When The American Dream Sours, Character Counts For A Lot

Van’s Aircraft is in the hands of the courts but its founder isn’t letting go and that’s a good thing.

I've only met Van's Aircraft founder Dick VanGrunsven once but it left a lasting impression of the man and a positive reflection of his company. I believe it was at an industry event in Palm Springs and the company he created, literally with his bare hands, was entering an entirely new phase. Rather than tirelessly perfecting almost foolproof kit airplanes for affordable aviation, Van's was becoming an OEM, an airframer turning out finished aircraft that customers could fly away.

The platform for this toe dipping in aircraft manufacturing was a modest one. The RV-12 is Van's smallest design and fits the Light Sport category, which is easier for manufacturers to navigate in terms of regulatory approval. Still, it was a big shift for Van's and none other than its CEO was there to gauge public reaction.

For three days, VanGrunsven stood in the heat and wind, patiently answering the same questions over and over again, showing kids the controls, having his picture taken with countless happy RV owners and, I assume, mentally tabulating the results of his hands-on survey. He would have been in his 70s then and he was always there when I went past the airplane. I spent an hour shooting a video with him and he was unfailingly patient, kind and laughing with me about our fumbling quest for cinematic greatness.

Now, VanGrunsven could easily have sent some of his talented staff (no single employee would have accepted the punishing schedule, I suspect) but I doubt that was a consideration. Every self-made man operates to some degree on instinct and this was a gut check. Apparently he heard what he needed because the RV-12 SLSA is still in production.

This kind of hands-on management is pretty much nonexistent in companies as big as Van's was even then and there are certainly those who would be critical of that approach. Business experts would likely argue that a CEO should be far too busy with much more important stuff than actually dabbing on sunscreen on a blistering California convention center parking lot. Given the recent events, I would argue that his willingness, or rather insistence, on spending three days of his valuable time that way is the biggest asset the company now has.

When a company files for Chapter 11, it accepts a new reality. It is no longer in control of its own destiny. Up until that point, it was calling all the shots and that didn't work out so well. At this point, it doesn't really matter why. The court now has the duty to try to minimize the damage to those who put their faith in the company going forward. It sucks for all concerned but it's the only hope the customers, staff and VanGrunsven have of this all being turned around.

The company history and the relationships it forged over the years are now the greatest hope for that outcome. The lawyers and accountants are hard at work and the precise timeline of trouble that led to this juncture is undoubtedly documented to the fine decimal points. And all that matters in that it informs those now calling the shots on what not to do, and on what their duty is to the thousands of people who are directly affected by all this. And that is as it should be.

_WORK REQUEST 1_
Answer from the Van's Aircraft article:
(a) Which Van's design is called its smallest?
(b) For how many days did VanGrunsven stand at the airplane at the industry event?
(c) Under what chapter did the company file?
_WORK REQUEST 2_
Return the part of the Van's Aircraft article that opens with the words containing "Now, VanGrunsven could" and closes with "still in production.".
The listing that follows has no connection to the Van's Aircraft article.

_RECORDS SUPPLIED_
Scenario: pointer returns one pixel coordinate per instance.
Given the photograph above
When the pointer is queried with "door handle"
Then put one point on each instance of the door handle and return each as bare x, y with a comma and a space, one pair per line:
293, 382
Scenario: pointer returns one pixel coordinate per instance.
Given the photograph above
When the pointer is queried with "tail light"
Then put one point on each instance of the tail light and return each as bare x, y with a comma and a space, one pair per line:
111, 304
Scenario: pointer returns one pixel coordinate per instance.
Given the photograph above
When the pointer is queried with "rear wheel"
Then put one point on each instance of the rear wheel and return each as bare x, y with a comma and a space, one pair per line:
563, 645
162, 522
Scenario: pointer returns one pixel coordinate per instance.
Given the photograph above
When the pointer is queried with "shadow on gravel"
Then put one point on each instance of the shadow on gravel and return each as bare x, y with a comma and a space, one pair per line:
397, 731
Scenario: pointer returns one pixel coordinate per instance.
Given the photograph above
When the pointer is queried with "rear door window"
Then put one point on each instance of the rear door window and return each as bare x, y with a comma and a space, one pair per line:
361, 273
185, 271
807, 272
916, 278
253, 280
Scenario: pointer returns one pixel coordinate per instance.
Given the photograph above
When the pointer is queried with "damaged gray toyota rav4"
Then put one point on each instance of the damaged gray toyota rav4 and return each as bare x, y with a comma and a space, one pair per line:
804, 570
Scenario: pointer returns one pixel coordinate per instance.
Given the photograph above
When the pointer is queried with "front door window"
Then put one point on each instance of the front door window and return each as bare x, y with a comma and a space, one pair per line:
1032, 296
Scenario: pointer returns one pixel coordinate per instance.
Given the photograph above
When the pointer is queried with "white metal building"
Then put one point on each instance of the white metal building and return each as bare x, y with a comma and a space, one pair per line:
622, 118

_OUTPUT 1_
(a) The RV-12
(b) Three days
(c) Chapter 11

_OUTPUT 2_
Now, VanGrunsven could easily have sent some of his talented staff (no single employee would have accepted the punishing schedule, I suspect) but I doubt that was a consideration. Every self-made man operates to some degree on instinct and this was a gut check. Apparently he heard what he needed because the RV-12 SLSA is still in production.